Предоставленный отрывок:
____

Феврония - главная героиня «Повести». Необычность ее заключается прежде всего в том, что она, являясь героиней жития, сама действует исключительно активно. На первый план выдвигаются ее личные достоинства: ум, благородство, кротость, благодаря которым она самостоятельно с честью выходит из различных жизненных коллизий и конфликтов. Феврония - один из немногих персонажей древне-русской литературы, которые поднимаются вверх по социальной лестнице (опять же только благодаря личным достоинствам, и прежде всего уму), нарушая при этом средневековые представления об иерархии: дочь древолаза (собирателя дикого меда) становится женой князя (в подобные ситуации достаточно часто попадают герои фольклора, но не литературы). Но странным образом изменение общественного положения героини не нарушает общей гармонии в мире людей. Напротив, сама Феврония создает эту гармонию вокруг себя.

В первой части «Повести» Феврония не участвует в действии. Сюжет второй части можно сопоставить с сюжетом сказки о мудрой деве. Обычно в этой сказке повествование построено на том, что человек высокого социального статуса (царь, князь, барин) вынужден решать какую-либо трудную задачу. Неожиданно эту загадку решает девушка-крестьянка. Царь или барин состязаются с ней в мудрости, мужчина в итоге признает превосходство женщины над собой и берет ее себе в жены. На сюжетном уровне «Повесть» и сказка похожи, но в «Повести» речь идет о состязании не только в сообразительности, но и в благородстве: Феврония держит свое слово и исцеляет князя, а тот нарушает его, заранее решив обмануть дочь древолаза. Желая откупиться от Февронии, князь Петр посылает ей дары, но Феврония отвергает их. После этого следуют повторная болезнь Петра и его полное исцеление. Таким образом, высокомерие Петра оказывается побежденным кротостью и благородством Февронии. В «Повести» обращает на себя внимание не только сам факт исцеления, но и то, каким образом оно совершается: Феврония лечит Петра специальной мазью (исцеление наступает в результате использования мази, а не благодаря Провидению, что нетипично для средневековой литературы и, видимо, отражает новый взгляд на самостоятельность личности человека), т. е. она не только мудра, но и обнаруживает знахарские знания и способности.

____

Данные для изучения:
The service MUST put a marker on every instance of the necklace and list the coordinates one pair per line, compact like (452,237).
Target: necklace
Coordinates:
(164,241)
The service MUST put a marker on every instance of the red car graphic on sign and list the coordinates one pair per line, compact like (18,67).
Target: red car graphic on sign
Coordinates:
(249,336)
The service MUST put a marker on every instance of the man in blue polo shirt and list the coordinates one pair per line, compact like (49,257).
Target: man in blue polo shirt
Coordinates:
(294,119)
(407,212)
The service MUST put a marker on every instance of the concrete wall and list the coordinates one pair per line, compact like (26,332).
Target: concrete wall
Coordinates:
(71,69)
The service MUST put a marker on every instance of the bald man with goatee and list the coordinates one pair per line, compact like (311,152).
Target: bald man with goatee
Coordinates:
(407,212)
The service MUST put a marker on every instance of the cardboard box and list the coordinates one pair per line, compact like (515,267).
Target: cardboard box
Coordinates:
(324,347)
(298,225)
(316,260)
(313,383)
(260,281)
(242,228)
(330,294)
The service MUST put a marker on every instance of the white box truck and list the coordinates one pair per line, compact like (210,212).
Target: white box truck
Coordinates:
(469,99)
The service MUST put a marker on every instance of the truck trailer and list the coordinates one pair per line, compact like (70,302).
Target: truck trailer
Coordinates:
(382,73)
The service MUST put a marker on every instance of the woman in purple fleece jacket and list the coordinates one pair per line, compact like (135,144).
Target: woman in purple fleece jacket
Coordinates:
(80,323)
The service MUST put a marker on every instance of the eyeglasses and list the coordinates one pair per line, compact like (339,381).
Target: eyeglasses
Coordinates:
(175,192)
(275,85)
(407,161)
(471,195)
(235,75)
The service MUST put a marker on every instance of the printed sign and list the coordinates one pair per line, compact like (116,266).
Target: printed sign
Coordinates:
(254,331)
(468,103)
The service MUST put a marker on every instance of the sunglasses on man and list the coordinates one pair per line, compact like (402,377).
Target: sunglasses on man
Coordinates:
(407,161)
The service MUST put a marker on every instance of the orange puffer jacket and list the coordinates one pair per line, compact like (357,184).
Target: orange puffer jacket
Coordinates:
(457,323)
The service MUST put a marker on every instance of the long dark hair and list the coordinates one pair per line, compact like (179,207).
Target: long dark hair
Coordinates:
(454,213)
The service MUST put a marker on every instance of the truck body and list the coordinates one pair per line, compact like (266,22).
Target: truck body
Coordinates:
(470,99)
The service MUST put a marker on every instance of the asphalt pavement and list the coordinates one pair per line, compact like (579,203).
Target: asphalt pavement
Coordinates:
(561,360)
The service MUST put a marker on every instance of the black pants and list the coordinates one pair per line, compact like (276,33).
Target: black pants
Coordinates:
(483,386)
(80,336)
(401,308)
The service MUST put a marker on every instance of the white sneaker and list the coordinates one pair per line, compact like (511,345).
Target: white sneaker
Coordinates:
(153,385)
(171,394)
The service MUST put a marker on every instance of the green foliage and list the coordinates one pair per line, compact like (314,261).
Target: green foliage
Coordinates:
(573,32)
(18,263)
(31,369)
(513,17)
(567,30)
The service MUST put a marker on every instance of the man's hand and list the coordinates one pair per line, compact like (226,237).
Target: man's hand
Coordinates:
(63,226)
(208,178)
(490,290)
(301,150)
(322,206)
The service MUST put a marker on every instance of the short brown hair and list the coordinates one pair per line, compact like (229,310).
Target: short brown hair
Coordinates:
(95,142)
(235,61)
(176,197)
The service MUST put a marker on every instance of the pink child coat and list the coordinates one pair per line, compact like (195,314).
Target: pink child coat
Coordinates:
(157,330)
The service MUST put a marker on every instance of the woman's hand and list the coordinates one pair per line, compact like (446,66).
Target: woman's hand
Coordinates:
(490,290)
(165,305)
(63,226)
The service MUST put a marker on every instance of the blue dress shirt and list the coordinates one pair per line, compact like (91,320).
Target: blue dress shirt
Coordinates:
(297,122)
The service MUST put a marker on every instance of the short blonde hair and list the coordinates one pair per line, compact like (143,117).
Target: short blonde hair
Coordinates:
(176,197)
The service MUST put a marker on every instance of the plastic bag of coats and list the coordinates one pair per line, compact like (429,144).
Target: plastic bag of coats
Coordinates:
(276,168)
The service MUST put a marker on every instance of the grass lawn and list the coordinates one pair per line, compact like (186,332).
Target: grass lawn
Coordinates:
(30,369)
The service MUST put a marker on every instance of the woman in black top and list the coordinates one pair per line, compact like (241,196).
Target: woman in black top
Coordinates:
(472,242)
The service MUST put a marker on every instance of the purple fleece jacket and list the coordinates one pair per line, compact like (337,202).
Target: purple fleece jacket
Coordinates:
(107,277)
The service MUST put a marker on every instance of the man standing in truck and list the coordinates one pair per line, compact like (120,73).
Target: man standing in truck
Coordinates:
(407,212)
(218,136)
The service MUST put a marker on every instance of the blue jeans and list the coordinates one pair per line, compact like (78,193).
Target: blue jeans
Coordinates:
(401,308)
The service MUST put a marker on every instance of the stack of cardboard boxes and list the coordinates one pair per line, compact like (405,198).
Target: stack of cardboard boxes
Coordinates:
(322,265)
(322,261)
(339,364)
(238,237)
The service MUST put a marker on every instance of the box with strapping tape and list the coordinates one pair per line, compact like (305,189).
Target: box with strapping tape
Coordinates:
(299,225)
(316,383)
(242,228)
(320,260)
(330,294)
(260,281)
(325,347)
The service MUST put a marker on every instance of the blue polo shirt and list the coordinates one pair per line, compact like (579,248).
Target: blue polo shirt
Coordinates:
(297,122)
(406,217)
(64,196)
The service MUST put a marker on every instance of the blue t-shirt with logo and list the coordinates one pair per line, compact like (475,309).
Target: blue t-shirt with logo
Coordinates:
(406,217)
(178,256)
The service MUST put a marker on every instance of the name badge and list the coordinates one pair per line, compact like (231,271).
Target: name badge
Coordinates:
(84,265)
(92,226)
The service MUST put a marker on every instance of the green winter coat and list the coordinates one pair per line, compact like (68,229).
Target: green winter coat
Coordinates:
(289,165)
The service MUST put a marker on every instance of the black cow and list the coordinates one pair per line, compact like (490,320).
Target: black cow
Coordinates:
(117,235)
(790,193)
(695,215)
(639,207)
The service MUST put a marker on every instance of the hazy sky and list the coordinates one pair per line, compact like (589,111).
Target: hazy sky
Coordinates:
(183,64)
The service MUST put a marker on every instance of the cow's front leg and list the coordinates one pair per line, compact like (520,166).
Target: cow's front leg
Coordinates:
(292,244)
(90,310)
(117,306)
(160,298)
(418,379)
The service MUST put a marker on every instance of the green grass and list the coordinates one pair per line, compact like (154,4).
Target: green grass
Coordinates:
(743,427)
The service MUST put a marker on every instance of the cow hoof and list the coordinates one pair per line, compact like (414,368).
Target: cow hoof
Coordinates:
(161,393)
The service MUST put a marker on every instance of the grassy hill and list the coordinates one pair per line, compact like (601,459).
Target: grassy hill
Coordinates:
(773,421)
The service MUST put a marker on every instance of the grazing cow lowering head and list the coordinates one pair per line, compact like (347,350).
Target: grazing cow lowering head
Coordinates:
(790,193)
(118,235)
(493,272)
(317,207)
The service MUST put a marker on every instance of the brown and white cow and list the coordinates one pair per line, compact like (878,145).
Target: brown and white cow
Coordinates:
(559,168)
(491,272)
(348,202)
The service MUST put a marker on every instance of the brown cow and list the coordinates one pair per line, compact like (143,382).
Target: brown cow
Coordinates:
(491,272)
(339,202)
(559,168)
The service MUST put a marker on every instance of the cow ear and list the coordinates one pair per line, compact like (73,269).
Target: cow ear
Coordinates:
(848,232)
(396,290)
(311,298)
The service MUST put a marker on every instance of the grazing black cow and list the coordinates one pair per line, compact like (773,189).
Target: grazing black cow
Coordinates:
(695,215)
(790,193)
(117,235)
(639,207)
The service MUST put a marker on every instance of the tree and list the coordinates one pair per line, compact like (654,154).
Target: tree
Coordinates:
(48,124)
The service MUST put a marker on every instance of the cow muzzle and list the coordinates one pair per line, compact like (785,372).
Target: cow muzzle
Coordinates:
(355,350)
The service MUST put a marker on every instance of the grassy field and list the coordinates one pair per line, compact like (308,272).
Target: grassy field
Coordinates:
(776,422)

____

Что требуется:
Продолжите отрывок о Февронии с того места, на котором он заканчивается.

Ожидаемый ответ:
В третьей части «Повести» описывается конфликт между муромскими боярами и Февронией. Здесь можно провести фольклорную сюжетную параллель: мудрая дева, выйдя замуж, нарушает запрет мужа не вмешиваться в его дела, за что тот выгоняет ее, разрешив взять самое дорогое. Героиня уводит с собой мужа и объясняет, что поступила так, как он ей разрешил. Таким образом, она еще раз доказывает свою мудрость, и конфликт между супругами мирно разрешается. В сказке напряженность создается тем, что героиня должна остроумно переиграть своего партнера. Конфликт же Февронии с боярами возникает из-за того, что они недовольны крестьянскими привычками Февронии. Князь Петр самоустраняется от решения этого конфликта, предоставив жене решать их дальнейшую судьбу. Правда, он вскоре начинает сомневаться в правильности своего поступка - оставления княжества ради жены. Феврония, в отличие от героини сказки, должна не перехитрить мужа, а убедить его преодолеть сомнения. Следовательно, повествование держится на описании взаимоотношений между главными героями, где Петр всегда проявляет отрицательные качества или пассивность, а Феврония разрешает любую ситуацию самостоятельно.

В четвертой части, когда герои умирают. Феврония опять делает правильный выбор, теперь уже между богоугодным делом (вышивание воздуха) и любовью к мужу (Феврония держит свое обещание умереть в одно время с Петром). Правильность выбора подтверждается чудом: тела князя и княгини оказывались по воле Бога в одном гробу вопреки стараниям людей, которые пытались похоронить их по отдельности. Этим актом подтверждается правильность поступков героев и их святость.

Герои «Повести» и сюжет ее в несколько искаженном виде упоминаются, например, в рассказе И. А. Бунина «Чистый понедельник».